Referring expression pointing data
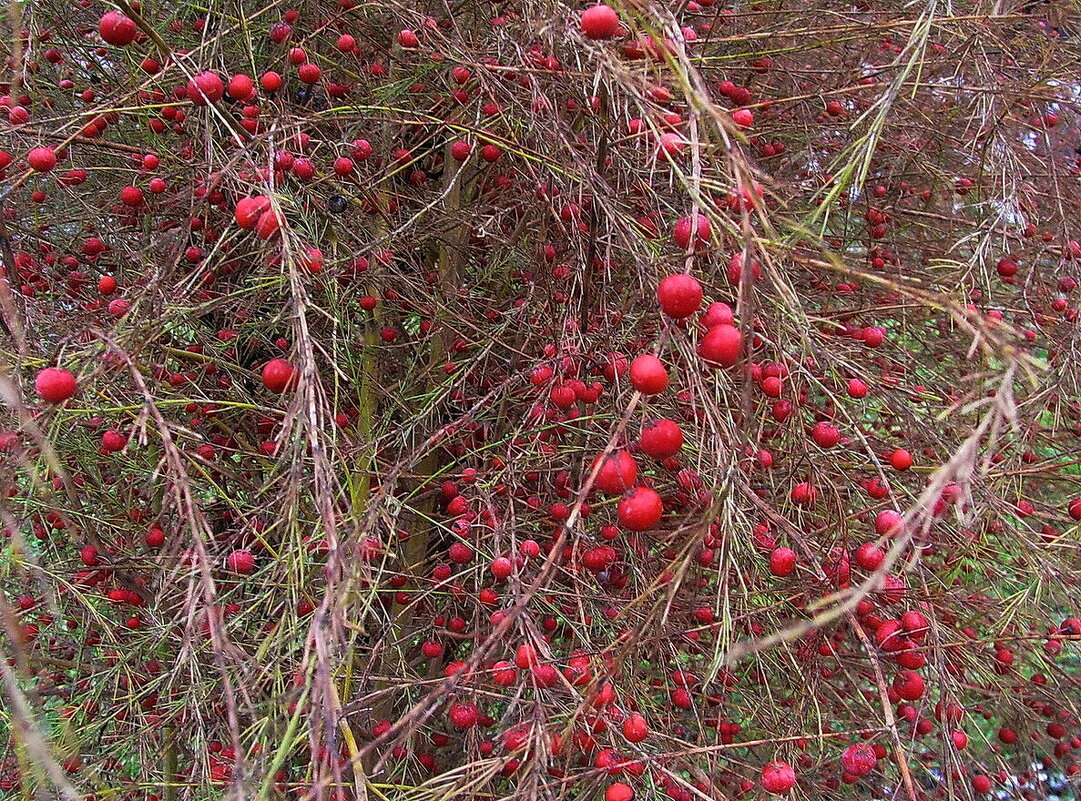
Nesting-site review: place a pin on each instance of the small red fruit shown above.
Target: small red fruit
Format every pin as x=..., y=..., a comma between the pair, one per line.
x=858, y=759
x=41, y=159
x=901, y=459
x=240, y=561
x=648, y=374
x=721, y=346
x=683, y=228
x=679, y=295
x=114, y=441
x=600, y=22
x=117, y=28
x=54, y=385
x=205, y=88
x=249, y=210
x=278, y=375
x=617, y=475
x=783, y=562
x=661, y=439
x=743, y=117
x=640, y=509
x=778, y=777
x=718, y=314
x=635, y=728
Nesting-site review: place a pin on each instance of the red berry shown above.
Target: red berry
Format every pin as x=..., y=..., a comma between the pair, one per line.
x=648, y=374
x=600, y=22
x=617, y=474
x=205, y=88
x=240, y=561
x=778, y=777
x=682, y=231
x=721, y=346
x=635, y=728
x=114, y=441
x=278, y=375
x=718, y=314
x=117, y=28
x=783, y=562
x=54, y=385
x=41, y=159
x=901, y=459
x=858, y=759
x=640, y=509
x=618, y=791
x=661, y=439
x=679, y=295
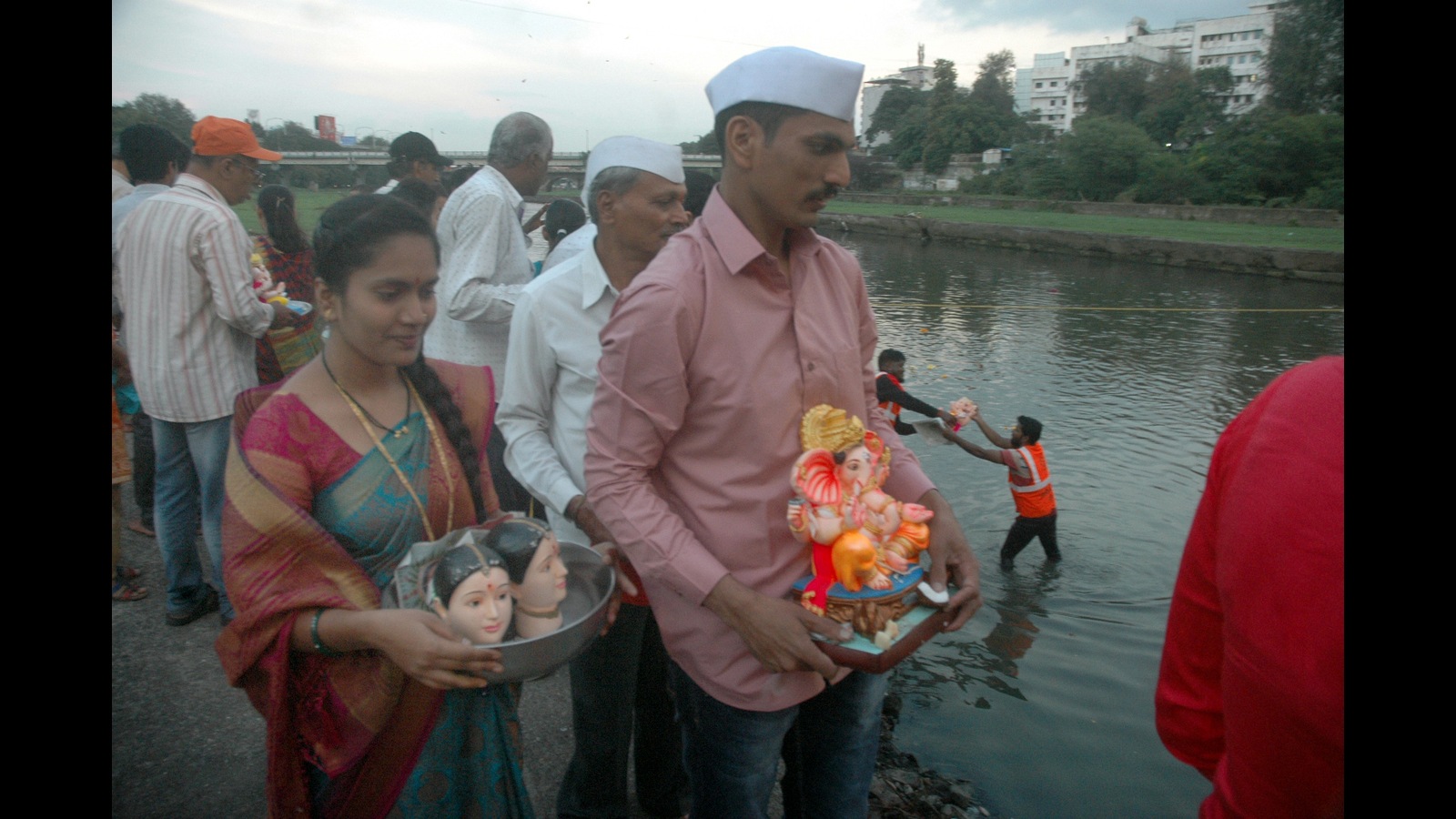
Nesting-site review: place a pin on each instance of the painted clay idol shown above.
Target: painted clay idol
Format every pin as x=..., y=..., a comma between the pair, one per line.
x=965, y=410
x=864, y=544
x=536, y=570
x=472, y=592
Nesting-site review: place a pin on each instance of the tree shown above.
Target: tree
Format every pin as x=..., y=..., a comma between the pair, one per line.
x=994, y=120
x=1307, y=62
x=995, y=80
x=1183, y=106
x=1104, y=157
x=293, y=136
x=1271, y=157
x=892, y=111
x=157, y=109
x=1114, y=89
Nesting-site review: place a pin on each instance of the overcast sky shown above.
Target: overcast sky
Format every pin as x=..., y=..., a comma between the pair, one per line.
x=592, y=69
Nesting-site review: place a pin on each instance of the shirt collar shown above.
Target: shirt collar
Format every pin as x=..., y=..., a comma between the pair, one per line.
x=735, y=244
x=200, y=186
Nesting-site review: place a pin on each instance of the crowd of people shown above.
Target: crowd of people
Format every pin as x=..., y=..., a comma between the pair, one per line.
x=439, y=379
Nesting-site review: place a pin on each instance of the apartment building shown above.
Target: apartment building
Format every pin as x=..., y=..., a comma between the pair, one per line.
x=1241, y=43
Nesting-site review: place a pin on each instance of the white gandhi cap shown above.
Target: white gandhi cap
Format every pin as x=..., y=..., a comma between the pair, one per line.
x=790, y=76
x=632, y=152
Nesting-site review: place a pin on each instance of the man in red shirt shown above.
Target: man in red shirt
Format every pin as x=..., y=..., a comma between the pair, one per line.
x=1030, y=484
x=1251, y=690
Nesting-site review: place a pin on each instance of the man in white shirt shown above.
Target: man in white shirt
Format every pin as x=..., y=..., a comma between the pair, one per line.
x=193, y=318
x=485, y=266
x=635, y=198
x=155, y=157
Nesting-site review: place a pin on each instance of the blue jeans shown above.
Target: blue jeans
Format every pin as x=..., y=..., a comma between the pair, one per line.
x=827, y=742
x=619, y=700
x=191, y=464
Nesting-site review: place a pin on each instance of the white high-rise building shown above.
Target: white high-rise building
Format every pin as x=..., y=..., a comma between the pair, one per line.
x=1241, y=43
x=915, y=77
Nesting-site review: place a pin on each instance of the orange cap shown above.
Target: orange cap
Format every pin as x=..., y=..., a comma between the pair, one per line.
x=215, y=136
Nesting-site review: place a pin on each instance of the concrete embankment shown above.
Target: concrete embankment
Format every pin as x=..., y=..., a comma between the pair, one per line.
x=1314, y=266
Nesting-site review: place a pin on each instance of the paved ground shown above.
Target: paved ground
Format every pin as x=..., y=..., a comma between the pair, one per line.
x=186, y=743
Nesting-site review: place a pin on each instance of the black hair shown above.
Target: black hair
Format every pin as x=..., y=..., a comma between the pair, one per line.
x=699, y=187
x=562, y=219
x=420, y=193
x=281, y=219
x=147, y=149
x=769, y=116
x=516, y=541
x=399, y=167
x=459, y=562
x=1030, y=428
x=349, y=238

* * *

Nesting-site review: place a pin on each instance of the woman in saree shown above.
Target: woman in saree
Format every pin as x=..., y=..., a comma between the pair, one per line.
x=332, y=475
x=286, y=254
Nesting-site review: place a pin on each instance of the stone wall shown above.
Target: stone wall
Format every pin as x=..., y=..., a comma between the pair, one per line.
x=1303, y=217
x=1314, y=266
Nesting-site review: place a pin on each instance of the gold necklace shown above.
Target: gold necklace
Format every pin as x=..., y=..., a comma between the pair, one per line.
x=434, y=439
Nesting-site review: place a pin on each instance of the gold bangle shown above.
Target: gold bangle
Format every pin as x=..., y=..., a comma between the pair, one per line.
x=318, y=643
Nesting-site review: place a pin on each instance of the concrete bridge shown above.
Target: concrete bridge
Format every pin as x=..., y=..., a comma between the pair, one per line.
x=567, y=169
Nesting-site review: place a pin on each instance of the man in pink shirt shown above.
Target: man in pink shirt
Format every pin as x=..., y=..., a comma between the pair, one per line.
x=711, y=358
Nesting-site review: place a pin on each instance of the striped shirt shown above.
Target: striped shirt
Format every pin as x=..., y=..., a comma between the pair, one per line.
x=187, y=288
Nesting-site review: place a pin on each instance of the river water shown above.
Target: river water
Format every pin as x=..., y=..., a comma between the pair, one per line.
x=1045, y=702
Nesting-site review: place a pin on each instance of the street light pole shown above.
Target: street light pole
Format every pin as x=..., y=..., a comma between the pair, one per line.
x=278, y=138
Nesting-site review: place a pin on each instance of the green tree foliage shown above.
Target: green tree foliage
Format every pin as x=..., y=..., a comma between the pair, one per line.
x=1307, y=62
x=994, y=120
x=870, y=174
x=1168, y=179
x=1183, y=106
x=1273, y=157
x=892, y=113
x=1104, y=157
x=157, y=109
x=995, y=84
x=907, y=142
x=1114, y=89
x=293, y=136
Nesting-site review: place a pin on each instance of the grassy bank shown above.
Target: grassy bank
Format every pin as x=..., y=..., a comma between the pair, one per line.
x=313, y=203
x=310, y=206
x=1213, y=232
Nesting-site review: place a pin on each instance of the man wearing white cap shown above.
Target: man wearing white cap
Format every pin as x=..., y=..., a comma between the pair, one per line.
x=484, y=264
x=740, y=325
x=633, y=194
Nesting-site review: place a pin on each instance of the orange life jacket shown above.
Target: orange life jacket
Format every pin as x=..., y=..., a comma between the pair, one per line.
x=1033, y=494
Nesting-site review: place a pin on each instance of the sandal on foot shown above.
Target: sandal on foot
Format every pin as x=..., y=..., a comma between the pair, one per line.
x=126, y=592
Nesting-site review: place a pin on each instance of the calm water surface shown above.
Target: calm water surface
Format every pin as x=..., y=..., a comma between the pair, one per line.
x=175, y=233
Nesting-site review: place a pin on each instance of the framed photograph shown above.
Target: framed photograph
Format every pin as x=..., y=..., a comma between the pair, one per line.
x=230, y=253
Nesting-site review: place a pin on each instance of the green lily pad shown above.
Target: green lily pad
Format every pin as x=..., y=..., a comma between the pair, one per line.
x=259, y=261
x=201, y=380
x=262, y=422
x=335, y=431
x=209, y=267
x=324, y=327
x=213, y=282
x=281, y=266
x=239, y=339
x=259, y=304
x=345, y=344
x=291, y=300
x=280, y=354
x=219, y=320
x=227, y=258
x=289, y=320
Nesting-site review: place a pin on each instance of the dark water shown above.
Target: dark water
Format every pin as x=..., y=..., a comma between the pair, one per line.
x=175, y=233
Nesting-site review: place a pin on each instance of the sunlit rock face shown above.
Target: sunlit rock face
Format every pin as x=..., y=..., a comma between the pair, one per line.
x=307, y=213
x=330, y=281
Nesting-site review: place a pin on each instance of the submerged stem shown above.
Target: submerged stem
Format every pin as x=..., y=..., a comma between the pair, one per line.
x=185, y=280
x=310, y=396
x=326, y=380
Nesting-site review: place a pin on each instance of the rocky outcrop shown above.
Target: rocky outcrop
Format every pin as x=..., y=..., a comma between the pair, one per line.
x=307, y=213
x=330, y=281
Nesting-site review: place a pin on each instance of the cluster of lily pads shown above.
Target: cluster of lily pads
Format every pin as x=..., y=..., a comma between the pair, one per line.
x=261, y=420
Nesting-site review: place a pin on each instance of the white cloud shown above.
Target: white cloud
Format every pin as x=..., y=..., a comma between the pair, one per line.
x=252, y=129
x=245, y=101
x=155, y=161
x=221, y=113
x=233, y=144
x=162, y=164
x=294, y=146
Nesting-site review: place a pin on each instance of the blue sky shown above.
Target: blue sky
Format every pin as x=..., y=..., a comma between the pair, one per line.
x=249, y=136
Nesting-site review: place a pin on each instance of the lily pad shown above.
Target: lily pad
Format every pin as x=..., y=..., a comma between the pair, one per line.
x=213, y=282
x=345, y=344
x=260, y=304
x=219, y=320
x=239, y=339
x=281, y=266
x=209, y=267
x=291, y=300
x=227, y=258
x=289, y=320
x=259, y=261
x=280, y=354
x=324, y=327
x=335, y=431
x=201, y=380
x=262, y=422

**WHAT YOU SHOULD DO**
Go through the entries above and copy every line containing "shirt".

**TASK RESULT**
Nesting-site review: place a pin on each instance of the shirt collar shown above.
Target: shirt collar
Nesting-site review: place a pin on each instance of the man in red shirt shown above.
Target: man in red shirt
Nesting-site review: place a pin on each instance of the man in white shirt shown above.
Target: man in white shirt
Nesting-site review: place a pin on each instance of the man in pink shirt shown above.
Target: man in pink shirt
Nesting-site review: place a pin on each instance of the striped shirt shown above.
Target: striped shirt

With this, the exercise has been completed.